**Exercise objective:** Give back exactly the line containing "One marker serves each instance of the house" together with all the lines after it, ending at the final line below.

**Natural-language object grounding data:**
────

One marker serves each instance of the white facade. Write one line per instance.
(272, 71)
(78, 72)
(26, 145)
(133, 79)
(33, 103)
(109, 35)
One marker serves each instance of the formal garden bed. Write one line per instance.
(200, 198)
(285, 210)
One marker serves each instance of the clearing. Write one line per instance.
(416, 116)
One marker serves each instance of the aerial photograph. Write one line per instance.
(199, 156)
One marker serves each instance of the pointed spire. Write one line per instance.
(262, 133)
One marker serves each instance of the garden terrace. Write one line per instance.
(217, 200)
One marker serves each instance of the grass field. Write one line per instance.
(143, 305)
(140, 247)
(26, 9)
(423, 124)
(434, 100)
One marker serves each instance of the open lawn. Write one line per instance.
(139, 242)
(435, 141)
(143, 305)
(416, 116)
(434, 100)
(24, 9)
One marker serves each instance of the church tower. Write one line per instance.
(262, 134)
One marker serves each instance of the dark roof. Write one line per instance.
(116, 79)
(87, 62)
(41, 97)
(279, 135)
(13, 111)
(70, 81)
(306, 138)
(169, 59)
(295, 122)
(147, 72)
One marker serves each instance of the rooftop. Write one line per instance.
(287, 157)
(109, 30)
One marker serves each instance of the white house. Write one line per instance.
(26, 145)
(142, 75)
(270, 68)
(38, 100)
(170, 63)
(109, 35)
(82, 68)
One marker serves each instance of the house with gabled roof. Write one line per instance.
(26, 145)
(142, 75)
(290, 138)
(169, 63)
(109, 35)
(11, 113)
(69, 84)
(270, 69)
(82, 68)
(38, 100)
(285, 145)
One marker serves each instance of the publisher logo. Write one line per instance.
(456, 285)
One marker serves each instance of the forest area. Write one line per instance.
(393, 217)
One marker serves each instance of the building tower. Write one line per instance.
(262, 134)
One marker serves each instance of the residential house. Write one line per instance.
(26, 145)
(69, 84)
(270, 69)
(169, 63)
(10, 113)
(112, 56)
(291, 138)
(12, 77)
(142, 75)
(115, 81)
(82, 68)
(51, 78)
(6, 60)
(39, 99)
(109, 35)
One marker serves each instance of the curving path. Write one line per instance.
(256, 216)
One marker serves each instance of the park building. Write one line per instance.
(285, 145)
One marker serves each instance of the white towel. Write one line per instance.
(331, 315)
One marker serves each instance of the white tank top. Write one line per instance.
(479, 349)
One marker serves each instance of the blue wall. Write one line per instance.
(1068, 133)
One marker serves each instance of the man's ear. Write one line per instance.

────

**Result of the task:**
One marker serves each instance of the house with gabled roof. Write one line per instance.
(26, 145)
(142, 75)
(290, 138)
(169, 63)
(109, 35)
(11, 113)
(69, 84)
(270, 69)
(82, 68)
(38, 100)
(285, 145)
One marker serves each instance of the publisher logo. Write one line per instance.
(456, 285)
One marker serves each instance of the forest area. Write one line per instance.
(393, 217)
One marker serves each instance of the building tower. Write one line per instance.
(262, 134)
One marker serves each instance of the residential house. Write one line per instance.
(26, 145)
(69, 84)
(270, 69)
(169, 63)
(10, 113)
(112, 56)
(291, 138)
(12, 77)
(142, 75)
(115, 81)
(82, 68)
(51, 78)
(6, 60)
(39, 99)
(109, 35)
One marker serves each instance of the curving path. Write one line per instance.
(256, 216)
One marker serves each instance of the park building. Write one line per instance.
(285, 145)
One marker serves each instance of the white towel. Write one line per instance.
(331, 315)
One marker serves each instance of the white tank top. Write one line per instance.
(479, 349)
One marker serves each instance of the blue wall. Write one line per instance.
(1068, 133)
One marker serves each instance of the man's ear. Write one line per instance.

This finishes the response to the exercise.